Page extract
- Opening Delimiter -

Macfarlane Burnet Institute for Medical Research and Public Health Ltd

Status

Unknown

Conditions

Plasmodium Falciparum Infection

Treatments

Other: Personal protection package

Study type

Interventional

Funder types

Other

Identifiers

NCT05025761
260/21_forest_Myanmar

Details and patient eligibility

About

This stepped-wedge cluster-randomized controlled trial with nested mixed methods study will assess the effectiveness, acceptability, feasibility and cost effectiveness of a personal protection package to reduce malaria transmission among mobile and migrant populations (MMPs) and the general population in their residing villages in Myanmar.

Full description

Over the last decade, the burden of malaria has fallen dramatically in the Greater Mekong Subregion, with deaths falling by 95% and cases by 76% between 2012 and 2019.The declining malaria burden in GMS has largely been attributed to the deployment of interventions of malaria prevention tools such as long-lasting Insecticidal Nets (LLIN), and widespread availability of rapid diagnostic tests and artemisinin combination therapies. However, residual transmission exists among high risk populations, particularly mobile and migrant populations who enter forests for work. New interventions targetting these high risk groups are needed if countries of the Greater Mekong Subregion are to achieve malaria elimination by 2030. The study will be conducted in malaria endemic areas of Myanmar which have large forest going MMP populations. The aim of the study is to assess the effectiveness, acceptability, feasibility and cost-effectiveness of a personal protection package to reduce malaria transmission among mobile and migrant populations (MMPs) and the general population in their residing villages in Myanmar. The personal protection package includes WHO prequalified long-lasting insecticidal net (LLIN), insect repellent (N, N-Diethyl-meta-toluamide (DEET), insecticide-treated clothes (ITC), and a MMP-tailored behavioural change communication (BCC) package. The study design is a stepped-wedge cluster-randomized controlled trial with nested mixed methods study. The stepped-wedge cluster randomized trial will estimate the effectiveness of a personal protection package provided to forest-going MMPs (the intervention) delivered by village malaria volunteers at the site (village/worksite) level on reducing Plasmodium spp. infections (primary outcome). Whilst the personal protection package will be provided to mobile and migrant populations in each village in a step-wise manner, primary and secondary outcomes relating to malaria testing will be collected in all consenting individuals in the village who present for malaria rapid diagnostic tests, whether they are mobile and migrant people or not. The study will also include investigation of antibody responses to Plasmodium spp. and mosquito vectors and molecular markers of antimalarial drug resistance.

The study will be implemented between July 2021 (M1) to June 2022 (M12). The personal protection package for MMPs will be implemented sequentially in a minimum of 100 villages serviced by an ICMV. The villages will be grouped into 11 blocks of 9 villages, with each block transitioned from control phase (before introduction of the personal protection package) to intervention phase (after introduction of the personal protection package) at monthly intervals in random order. This follows an initial one-month baseline period at the start of the study period where all villages will not be exposed to the personal protection package exclusively.

- Closing Delimiter -

Records provided
- Opening Delimiter -

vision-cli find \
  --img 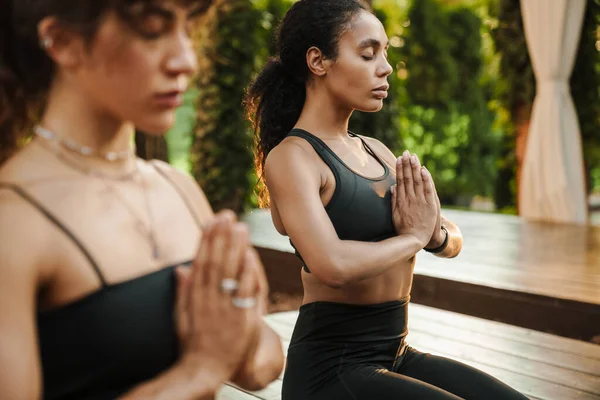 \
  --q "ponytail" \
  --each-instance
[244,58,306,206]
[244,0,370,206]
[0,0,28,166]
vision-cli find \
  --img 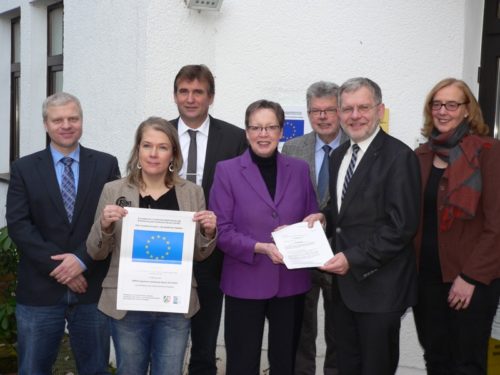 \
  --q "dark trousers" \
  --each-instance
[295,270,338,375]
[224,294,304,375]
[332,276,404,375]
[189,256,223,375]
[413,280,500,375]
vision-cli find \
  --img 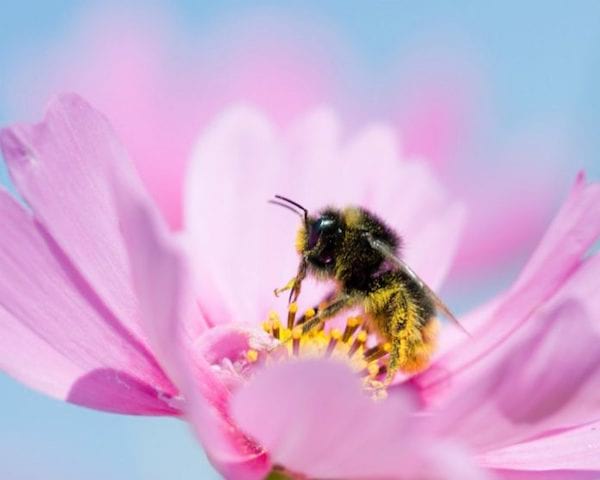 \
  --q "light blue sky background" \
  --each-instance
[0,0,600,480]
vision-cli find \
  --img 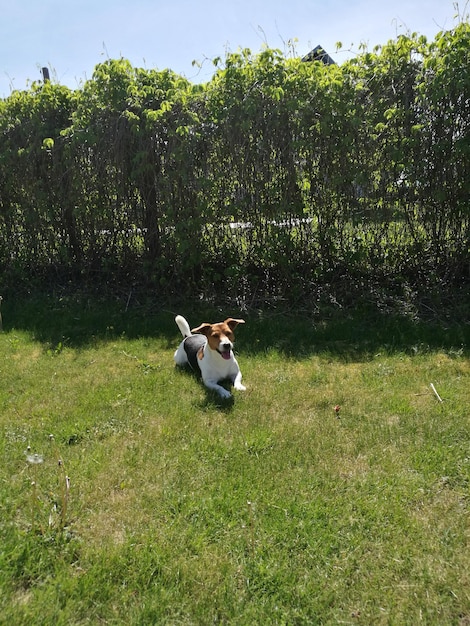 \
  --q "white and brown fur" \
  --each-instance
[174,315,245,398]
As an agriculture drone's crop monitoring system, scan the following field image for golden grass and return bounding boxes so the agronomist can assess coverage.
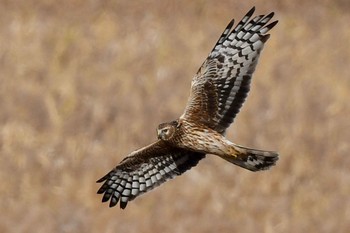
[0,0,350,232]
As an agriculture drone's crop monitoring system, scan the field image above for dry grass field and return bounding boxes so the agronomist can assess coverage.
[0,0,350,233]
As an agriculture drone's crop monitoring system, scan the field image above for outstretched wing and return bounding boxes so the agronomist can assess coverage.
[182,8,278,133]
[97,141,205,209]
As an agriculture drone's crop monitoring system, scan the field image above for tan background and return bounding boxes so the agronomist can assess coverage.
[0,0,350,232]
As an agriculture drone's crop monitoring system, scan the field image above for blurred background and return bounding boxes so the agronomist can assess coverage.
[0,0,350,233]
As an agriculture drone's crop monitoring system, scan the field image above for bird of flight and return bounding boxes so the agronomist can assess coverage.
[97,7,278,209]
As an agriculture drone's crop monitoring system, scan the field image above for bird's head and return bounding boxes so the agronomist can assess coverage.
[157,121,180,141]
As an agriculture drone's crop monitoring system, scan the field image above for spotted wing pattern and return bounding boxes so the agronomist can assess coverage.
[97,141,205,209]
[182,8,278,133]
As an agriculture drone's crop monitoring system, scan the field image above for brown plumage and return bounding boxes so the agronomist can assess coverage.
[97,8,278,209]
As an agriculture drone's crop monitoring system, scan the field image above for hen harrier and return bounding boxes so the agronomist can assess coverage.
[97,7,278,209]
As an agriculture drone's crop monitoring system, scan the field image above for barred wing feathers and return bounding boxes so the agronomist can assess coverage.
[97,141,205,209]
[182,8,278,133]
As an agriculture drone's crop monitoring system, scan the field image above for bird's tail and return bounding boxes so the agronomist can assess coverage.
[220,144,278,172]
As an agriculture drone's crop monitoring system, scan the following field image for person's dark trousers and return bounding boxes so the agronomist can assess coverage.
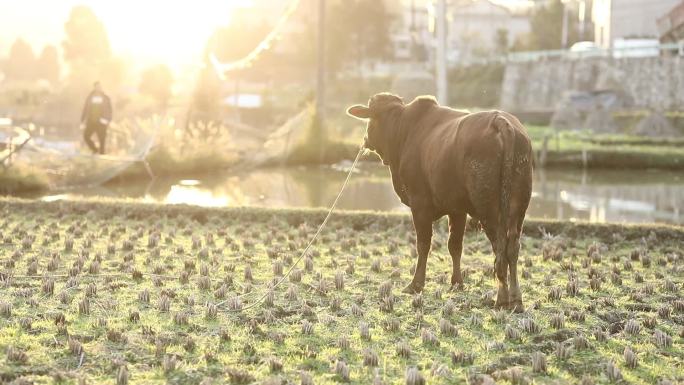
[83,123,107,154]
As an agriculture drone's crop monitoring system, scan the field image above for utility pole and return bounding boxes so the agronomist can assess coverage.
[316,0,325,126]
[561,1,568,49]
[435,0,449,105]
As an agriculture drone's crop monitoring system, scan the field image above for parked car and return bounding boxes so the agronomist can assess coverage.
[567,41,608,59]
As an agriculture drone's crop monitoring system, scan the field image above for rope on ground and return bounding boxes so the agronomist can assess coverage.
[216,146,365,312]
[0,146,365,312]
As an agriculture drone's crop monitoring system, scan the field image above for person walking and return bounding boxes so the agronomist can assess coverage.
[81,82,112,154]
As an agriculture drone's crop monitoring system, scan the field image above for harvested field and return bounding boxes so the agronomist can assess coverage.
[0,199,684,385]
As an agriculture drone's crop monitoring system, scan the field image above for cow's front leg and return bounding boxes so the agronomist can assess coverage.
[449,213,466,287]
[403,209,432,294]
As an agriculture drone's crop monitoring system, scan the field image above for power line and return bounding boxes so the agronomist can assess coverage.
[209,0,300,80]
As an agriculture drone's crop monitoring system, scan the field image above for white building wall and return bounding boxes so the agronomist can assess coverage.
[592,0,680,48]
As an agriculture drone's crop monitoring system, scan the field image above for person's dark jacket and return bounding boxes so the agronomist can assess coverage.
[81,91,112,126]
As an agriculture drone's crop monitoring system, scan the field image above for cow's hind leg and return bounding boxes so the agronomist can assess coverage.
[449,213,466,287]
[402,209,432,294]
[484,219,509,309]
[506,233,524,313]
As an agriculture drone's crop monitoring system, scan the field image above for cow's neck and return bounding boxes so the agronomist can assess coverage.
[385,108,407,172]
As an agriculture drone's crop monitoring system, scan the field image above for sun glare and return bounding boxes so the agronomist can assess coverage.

- Closing Delimiter -
- Opening Delimiter -

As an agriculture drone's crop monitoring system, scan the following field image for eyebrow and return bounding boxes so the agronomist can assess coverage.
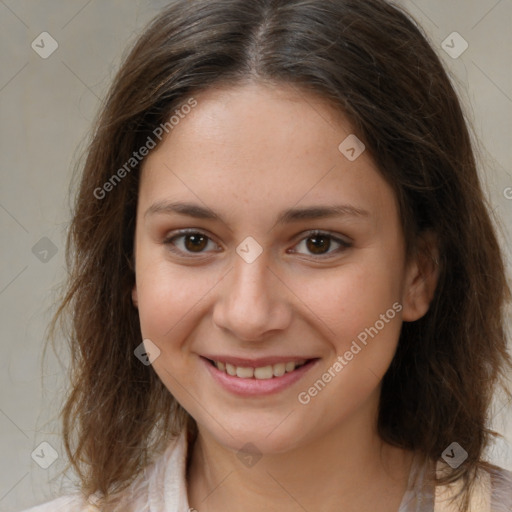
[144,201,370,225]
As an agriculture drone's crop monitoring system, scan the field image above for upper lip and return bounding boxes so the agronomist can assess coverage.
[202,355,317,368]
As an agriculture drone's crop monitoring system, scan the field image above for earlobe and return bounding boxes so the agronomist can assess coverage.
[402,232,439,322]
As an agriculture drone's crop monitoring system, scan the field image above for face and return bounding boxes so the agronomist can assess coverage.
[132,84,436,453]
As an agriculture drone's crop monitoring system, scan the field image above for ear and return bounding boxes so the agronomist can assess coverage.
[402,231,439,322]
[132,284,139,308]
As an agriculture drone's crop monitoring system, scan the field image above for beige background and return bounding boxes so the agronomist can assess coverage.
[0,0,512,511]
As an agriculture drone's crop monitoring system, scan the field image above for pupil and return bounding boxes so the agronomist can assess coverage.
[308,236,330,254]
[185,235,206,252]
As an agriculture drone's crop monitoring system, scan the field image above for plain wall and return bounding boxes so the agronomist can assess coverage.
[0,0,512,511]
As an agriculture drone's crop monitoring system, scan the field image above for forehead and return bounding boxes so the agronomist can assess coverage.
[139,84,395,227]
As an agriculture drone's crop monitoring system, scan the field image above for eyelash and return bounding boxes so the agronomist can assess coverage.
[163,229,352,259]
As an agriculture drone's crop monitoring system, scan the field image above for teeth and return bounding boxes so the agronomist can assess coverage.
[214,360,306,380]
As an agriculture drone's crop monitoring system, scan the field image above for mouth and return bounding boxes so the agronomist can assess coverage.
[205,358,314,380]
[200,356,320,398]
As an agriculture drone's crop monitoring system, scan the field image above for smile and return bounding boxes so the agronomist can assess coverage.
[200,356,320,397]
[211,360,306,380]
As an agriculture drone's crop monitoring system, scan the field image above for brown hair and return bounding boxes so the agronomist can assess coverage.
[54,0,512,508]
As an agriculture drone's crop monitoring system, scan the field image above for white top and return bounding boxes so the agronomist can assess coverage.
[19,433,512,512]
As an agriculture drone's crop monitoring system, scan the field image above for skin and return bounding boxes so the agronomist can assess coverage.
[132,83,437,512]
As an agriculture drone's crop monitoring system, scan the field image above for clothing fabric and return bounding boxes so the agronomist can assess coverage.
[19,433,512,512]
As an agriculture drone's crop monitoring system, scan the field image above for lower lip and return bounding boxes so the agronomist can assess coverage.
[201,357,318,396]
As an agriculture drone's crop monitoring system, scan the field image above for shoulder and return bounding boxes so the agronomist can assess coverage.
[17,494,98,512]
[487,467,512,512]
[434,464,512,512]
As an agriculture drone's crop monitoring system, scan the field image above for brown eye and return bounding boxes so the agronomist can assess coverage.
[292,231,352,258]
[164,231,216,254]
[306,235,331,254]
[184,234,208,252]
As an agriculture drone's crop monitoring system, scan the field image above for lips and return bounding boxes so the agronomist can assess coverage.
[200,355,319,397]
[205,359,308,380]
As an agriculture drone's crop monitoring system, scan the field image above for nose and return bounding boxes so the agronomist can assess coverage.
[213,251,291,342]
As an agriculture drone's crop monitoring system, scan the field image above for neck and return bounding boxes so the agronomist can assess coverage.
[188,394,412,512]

- Closing Delimiter -

Action item A
Name every component of the personal protection package that the malaria trial description lists.
Action item B
Turn the paragraph of the malaria trial description that begins "This stepped-wedge cluster-randomized controlled trial" into a brief list that keeps its main facts.
Action item C
Proceed with the malaria trial description, picking up after its final sentence.
The listing plays no part in what follows.

Task output A
- WHO prequalified long-lasting insecticidal net (LLIN)
- Insect repellent (N, N-Diethyl-meta-toluamide (DEET))
- Insecticide-treated clothes (ITC)
- MMP-tailored behavioural change communication (BCC) package

Task output B
- Design: stepped-wedge cluster-randomized controlled trial with a nested mixed methods study
- Measures: effectiveness, acceptability, feasibility and cost effectiveness of a personal protection package
- Purpose of the package: reducing malaria transmission
- Populations: mobile and migrant populations (MMPs) and the general population in their residing villages
- Location: Myanmar

Task output C
For this proposed stepped-wedge cluster randomized controlled study, it is estimated that approximately 30 RDTs per month will be tested in each study site (village/worksite) and there will be 36,000 MMP tests over 12 months in 100 villages/worksites. It will be undertaken yielding a relative minimum detectable difference of 40% in odds of RDT-detectable malaria infection (assuming a village intraclass correlation [ICC]= 0.42 [6]; 5% significance; 80% power and 1% RDT malaria prevalence).

For the stepped-wedged cluster randomized trial, both descriptive and primary outcome trial analyses will be performed. In both analyses, sampling weights will be derived and applied in analyses where village selection probabilities are not equal - possible if the achieved number of villages sampled across townships varies. Furthermore, cluster robust standard errors will be used in all descriptive analyses given the complex sampling design. Differences in prevalence of malaria infections will be estimated across intervention and control periods using generalized linear mixed modelling (e.g. logit link function and binomial distribution).

Enrollment

1,200 estimated patients

Sex

All

Ages

18+ years old

Volunteers

Accepts Healthy Volunteers

Inclusion and exclusion criteria

Inclusion Criteria for states/regions:

  • Capacity of Burnet Institute Myanmar to conduct field implementation
  • Presence of ICMV networks managed by NMCP and HPA
  • High malaria burden
  • High MMP activities
  • Available budget

Exclusion Criteria for states/regions:

  • The township does not have an NMCP or HPA-provided ICMV network
  • The township is not under the administration of NMCP or HPA
  • The township has an ongoing armed conflict at the time of sampling
  • The location of the township is not geographically or politically feasible for the NMCP or HPA staff to conduct regular supervision visits

Exclusion criteria for villages:

  • The village has no malaria cases or API less than 1 in any of the past three years (2018 - 2020)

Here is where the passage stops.